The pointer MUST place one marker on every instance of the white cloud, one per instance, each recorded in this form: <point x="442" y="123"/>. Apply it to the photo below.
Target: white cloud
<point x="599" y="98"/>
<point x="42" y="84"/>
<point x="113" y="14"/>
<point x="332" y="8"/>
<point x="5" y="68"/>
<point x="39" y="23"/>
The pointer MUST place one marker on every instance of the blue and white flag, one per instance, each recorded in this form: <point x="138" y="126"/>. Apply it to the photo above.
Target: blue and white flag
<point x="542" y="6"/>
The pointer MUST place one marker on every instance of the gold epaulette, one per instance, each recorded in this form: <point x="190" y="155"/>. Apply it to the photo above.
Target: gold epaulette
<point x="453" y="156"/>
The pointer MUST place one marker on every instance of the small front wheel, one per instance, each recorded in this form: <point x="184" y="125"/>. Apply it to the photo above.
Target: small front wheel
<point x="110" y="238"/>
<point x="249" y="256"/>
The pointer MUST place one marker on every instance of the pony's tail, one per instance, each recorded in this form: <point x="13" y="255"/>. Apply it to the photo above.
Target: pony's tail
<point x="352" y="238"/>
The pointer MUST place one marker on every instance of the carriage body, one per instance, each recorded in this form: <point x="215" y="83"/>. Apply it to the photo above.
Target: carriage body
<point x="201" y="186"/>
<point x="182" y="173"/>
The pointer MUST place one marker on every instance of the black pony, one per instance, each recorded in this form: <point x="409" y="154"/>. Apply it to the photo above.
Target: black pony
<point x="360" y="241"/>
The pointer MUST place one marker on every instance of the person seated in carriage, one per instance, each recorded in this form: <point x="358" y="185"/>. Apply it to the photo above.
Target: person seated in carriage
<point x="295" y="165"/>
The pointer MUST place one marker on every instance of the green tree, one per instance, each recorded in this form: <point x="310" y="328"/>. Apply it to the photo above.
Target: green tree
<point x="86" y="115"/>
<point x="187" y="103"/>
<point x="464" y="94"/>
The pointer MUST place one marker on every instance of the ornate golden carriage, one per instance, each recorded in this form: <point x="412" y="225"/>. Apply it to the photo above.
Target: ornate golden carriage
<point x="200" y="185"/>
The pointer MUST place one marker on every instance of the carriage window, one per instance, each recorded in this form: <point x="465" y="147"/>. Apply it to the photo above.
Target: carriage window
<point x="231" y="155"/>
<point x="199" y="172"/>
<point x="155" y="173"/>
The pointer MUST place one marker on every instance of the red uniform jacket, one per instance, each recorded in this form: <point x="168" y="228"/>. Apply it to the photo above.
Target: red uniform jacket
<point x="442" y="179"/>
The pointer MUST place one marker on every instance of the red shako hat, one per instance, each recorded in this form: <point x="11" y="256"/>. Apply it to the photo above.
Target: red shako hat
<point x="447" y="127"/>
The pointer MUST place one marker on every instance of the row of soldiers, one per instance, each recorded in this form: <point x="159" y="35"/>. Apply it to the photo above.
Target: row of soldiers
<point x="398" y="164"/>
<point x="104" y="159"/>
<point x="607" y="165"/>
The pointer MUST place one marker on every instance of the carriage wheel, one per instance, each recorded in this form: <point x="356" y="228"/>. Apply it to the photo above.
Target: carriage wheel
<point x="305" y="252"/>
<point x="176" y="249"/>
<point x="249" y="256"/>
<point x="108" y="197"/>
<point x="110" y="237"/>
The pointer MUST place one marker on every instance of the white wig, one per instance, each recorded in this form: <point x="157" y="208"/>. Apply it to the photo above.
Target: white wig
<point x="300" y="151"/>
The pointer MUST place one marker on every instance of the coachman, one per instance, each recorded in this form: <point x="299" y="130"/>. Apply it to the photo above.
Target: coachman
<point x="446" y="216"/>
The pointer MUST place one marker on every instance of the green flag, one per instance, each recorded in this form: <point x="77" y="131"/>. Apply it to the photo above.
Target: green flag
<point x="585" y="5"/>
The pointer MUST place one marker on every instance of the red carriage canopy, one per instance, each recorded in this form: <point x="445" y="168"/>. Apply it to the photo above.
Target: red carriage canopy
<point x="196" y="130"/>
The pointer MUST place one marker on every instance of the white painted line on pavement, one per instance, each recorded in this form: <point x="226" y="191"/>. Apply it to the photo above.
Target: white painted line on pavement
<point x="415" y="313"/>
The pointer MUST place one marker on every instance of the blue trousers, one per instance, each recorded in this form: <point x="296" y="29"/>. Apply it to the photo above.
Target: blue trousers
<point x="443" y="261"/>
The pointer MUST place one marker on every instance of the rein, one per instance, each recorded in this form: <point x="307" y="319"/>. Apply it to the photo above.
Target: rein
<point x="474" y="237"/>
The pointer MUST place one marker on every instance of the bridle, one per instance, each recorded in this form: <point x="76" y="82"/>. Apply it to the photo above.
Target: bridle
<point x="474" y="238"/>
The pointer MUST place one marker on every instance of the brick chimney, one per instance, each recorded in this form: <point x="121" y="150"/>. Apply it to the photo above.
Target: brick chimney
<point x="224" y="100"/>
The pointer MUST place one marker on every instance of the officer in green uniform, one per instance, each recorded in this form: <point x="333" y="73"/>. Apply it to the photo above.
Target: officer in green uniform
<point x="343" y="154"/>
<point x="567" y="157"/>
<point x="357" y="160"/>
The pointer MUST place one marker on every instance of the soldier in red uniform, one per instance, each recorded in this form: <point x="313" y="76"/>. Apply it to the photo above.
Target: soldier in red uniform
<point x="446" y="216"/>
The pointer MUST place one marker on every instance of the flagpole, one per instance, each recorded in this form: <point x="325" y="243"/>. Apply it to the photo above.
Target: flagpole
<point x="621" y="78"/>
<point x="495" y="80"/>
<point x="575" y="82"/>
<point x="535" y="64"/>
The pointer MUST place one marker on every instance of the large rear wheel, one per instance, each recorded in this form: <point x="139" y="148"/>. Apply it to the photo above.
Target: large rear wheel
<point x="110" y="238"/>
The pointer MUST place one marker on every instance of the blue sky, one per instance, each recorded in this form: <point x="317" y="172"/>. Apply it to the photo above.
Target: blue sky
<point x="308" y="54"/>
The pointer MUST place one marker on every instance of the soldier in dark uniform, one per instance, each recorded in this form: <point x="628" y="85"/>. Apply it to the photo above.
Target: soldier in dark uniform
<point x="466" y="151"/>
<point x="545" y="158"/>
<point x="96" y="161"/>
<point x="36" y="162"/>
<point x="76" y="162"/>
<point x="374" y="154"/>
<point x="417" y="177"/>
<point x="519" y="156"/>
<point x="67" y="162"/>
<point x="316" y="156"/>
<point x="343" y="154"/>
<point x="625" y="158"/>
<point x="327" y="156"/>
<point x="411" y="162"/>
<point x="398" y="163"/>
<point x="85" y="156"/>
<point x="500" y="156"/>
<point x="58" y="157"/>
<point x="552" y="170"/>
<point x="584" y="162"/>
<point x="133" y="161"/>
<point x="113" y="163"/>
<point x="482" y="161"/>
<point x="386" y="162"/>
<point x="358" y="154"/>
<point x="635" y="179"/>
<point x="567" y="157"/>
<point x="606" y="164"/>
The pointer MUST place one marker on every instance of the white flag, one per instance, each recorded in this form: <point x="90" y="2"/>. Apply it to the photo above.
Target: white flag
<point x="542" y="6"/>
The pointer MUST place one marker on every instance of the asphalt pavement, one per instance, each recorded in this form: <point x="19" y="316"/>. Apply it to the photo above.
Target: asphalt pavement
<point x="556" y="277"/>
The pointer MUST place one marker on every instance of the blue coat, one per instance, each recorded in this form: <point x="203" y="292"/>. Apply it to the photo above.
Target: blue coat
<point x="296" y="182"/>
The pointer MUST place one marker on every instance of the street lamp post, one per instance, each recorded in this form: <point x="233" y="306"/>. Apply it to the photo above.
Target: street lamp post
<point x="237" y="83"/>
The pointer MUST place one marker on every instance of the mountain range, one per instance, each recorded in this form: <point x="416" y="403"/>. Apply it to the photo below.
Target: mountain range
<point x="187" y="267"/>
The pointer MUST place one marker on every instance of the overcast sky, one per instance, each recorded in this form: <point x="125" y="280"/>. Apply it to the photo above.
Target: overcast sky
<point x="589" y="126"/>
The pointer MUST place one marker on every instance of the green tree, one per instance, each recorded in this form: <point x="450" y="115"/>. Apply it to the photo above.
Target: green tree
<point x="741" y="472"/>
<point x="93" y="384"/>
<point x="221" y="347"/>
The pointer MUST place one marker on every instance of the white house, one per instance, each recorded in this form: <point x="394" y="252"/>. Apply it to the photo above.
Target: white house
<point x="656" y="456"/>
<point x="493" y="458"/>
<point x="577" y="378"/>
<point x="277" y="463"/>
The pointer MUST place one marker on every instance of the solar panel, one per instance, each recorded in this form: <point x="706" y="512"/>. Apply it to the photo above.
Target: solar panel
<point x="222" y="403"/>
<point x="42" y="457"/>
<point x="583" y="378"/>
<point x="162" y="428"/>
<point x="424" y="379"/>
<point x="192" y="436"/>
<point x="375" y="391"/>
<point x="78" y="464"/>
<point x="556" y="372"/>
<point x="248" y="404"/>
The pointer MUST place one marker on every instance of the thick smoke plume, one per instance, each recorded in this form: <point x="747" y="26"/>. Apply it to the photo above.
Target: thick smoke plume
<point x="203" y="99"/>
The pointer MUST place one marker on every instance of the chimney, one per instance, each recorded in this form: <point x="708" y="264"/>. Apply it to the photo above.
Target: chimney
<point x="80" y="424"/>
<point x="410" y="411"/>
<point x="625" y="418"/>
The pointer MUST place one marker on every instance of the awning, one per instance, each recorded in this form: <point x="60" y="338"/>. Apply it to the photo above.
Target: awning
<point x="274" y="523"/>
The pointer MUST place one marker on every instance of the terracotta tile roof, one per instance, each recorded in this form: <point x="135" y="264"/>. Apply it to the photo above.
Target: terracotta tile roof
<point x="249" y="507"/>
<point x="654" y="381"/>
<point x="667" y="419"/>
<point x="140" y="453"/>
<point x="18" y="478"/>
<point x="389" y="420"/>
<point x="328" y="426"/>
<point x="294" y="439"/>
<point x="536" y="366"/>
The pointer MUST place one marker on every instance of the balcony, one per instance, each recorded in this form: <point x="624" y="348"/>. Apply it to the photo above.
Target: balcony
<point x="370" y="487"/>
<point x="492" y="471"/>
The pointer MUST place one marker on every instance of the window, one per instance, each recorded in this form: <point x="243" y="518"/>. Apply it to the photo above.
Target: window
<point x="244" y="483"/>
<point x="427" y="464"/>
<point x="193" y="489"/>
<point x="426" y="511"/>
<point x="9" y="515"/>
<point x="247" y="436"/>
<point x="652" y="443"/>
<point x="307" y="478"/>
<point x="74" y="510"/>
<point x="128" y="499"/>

— YOUR GOAL —
Arrange everything from the line containing "the window, one" down to the end of the records above as a numbered list, skipping any blank lines.

— THE ANSWER —
1. The pointer MUST place one marker on every instance of the window, one per instance, each recorded in this form: <point x="243" y="518"/>. Apply it to the photo above.
2. Target: window
3. <point x="244" y="483"/>
4. <point x="427" y="464"/>
5. <point x="193" y="489"/>
6. <point x="426" y="511"/>
7. <point x="9" y="515"/>
8. <point x="247" y="436"/>
9. <point x="652" y="443"/>
10. <point x="307" y="478"/>
11. <point x="74" y="510"/>
12. <point x="128" y="499"/>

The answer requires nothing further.